» **Metin Bloğu**
* * * * * * * * *
Kürekte görme engelliler davulda bir patroniçe

Güncelleme Tarihi:

Kürekte görme engelliler davulda bir patroniçe
Oluşturulma Tarihi: Mayıs 30, 2010 00:00

Görme Özürlüler Derneği (GÖZDER) Başkanı Bülent Kelleci, görmeyen insanlar acaba en iyi hangi sporu yapar diye araştırmaya başlıyor. Sonunda, kürekçilerin bir kısmının çok eski çağlardan beri görme engelliler arasından seçildiğini öğrenince harekete geçiyor. Bir spor kulübü aramaya başlıyor. Bu arayış günlerinde Bisse Yönetim Kurulu Başkan vekili Asiye Kefeli’yle karşılaşıyor. Asiye Hanım destek sözü verince Türkiye’nin ilk görme engelli kürek takımı da kurulmuş oluyor.
* * * * * * * * *
Kayıtlı veri girdileri
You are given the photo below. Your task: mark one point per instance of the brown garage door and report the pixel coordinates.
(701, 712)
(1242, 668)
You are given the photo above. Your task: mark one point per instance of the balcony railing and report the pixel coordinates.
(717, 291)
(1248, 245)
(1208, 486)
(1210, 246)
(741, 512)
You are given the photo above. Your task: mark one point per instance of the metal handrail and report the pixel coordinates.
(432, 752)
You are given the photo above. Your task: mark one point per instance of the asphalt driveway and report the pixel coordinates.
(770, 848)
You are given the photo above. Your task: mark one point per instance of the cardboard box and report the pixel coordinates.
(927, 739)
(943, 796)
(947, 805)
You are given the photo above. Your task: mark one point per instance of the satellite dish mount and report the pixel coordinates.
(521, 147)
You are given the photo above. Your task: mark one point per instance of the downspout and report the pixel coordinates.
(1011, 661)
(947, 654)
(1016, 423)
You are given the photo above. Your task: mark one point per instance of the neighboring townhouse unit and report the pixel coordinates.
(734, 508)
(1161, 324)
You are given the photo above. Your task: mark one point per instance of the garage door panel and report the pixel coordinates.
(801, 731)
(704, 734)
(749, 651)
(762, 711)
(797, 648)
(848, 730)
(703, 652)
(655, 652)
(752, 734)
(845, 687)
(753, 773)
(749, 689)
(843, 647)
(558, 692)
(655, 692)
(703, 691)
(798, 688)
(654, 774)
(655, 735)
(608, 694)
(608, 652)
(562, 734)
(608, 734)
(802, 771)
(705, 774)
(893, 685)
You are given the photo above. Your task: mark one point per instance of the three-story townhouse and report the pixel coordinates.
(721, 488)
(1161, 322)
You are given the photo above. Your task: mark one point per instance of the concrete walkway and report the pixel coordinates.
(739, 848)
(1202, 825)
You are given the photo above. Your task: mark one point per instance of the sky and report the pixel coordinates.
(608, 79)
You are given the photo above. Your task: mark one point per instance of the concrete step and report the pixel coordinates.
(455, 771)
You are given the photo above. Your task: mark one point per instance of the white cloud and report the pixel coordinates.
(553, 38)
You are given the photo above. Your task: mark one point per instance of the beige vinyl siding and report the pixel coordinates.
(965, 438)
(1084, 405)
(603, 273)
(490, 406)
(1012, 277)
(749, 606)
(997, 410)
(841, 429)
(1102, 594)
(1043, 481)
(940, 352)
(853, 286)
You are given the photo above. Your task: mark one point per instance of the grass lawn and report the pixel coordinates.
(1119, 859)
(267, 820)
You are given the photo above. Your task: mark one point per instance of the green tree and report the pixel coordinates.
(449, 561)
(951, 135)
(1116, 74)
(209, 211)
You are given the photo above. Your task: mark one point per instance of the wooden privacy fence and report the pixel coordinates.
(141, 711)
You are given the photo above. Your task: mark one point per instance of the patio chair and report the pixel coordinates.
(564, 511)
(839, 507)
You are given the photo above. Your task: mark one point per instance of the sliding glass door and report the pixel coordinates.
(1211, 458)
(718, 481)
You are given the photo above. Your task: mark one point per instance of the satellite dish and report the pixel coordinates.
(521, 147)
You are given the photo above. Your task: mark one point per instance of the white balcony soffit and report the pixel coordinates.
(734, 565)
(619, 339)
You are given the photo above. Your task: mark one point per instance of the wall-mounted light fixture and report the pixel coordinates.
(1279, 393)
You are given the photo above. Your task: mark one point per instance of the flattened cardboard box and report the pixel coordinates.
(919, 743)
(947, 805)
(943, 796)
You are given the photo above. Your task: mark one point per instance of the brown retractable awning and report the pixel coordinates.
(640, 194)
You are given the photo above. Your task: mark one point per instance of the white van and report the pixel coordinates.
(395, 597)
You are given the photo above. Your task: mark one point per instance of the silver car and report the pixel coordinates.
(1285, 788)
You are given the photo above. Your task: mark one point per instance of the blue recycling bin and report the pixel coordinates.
* * * * * * * * *
» **Yapılacak İşlemler**
1. Kürek takımıyla ilgili metne göre Bülent Kelleci hangi derneğin başkanıdır?
2. Kürek takımıyla ilgili metnin "Görme Özürlüler Derneği" sözlerinden "da kurulmuş oluyor." sözlerine kadar olan kısmını aynen tekrarlayın.

» **Görevlere Göre Yanıtlar**
1. Görme Özürlüler Derneği (GÖZDER)

2.
Görme Özürlüler Derneği (GÖZDER) Başkanı Bülent Kelleci, görmeyen insanlar acaba en iyi hangi sporu yapar diye araştırmaya başlıyor. Sonunda, kürekçilerin bir kısmının çok eski çağlardan beri görme engelliler arasından seçildiğini öğrenince harekete geçiyor. Bir spor kulübü aramaya başlıyor. Bu arayış günlerinde Bisse Yönetim Kurulu Başkan vekili Asiye Kefeli’yle karşılaşıyor. Asiye Hanım destek sözü verince Türkiye’nin ilk görme engelli kürek takımı da kurulmuş oluyor.